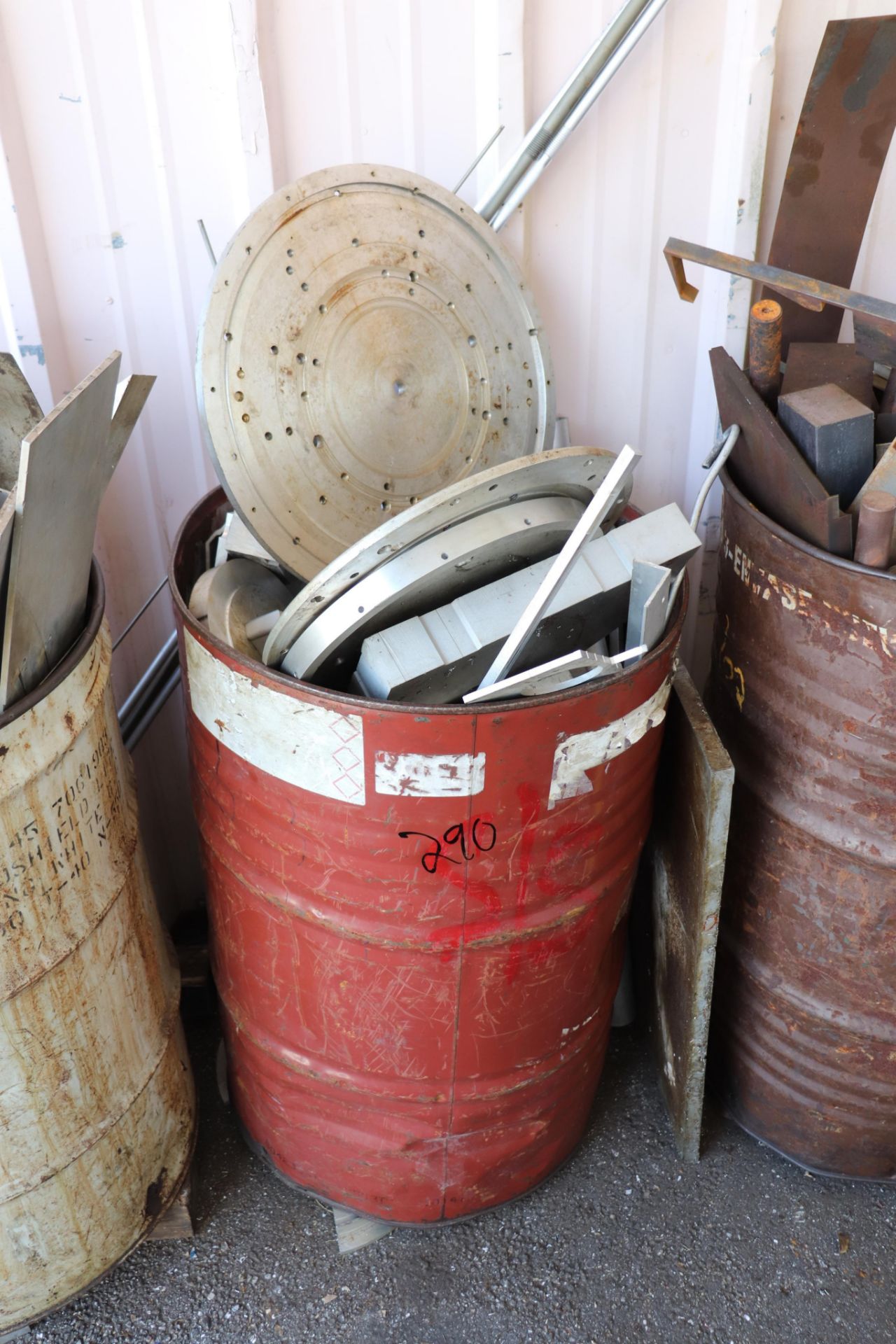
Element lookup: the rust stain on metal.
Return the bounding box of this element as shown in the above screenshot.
--- --- ---
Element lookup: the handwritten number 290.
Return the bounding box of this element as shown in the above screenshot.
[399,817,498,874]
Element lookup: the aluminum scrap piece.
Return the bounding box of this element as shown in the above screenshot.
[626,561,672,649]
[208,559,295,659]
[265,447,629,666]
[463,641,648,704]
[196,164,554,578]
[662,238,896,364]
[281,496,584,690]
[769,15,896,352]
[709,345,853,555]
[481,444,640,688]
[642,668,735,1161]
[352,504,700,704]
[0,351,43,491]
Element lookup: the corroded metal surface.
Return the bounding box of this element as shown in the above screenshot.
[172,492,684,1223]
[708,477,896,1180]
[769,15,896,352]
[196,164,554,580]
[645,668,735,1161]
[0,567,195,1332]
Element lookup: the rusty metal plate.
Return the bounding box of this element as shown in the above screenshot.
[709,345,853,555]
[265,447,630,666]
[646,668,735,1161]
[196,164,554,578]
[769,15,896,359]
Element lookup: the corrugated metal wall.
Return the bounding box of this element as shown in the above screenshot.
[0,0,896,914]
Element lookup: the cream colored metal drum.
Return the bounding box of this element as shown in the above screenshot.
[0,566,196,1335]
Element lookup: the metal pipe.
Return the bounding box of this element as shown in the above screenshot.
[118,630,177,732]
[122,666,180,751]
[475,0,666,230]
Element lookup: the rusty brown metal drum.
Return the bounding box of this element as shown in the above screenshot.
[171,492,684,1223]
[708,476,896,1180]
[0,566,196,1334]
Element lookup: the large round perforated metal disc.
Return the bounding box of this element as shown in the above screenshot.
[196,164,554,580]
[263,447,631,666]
--- --- ---
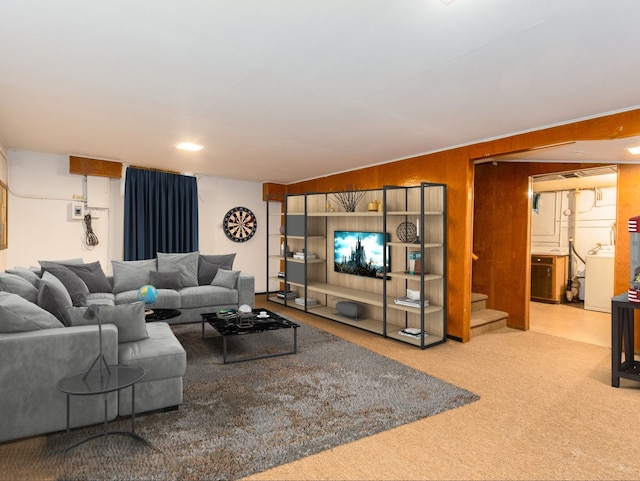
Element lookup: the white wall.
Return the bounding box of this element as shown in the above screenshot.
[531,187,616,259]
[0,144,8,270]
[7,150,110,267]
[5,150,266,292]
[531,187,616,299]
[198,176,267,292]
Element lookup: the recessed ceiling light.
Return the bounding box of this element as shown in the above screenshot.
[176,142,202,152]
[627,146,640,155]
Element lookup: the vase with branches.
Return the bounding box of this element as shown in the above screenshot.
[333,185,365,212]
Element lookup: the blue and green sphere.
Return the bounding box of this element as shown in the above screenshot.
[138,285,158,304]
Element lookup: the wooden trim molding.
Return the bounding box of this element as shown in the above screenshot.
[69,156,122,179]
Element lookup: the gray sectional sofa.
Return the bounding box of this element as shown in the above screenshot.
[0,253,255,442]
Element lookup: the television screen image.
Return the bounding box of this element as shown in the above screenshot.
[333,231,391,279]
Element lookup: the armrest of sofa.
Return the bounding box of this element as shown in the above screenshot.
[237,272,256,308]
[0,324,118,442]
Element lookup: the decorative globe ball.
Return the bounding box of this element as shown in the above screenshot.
--- --- ---
What you need to do: Extract every line from the entries above that contains the word "rusty".

Right answer:
Element lookup: the rusty metal plate.
Element lookup: the rusty brown metal drum.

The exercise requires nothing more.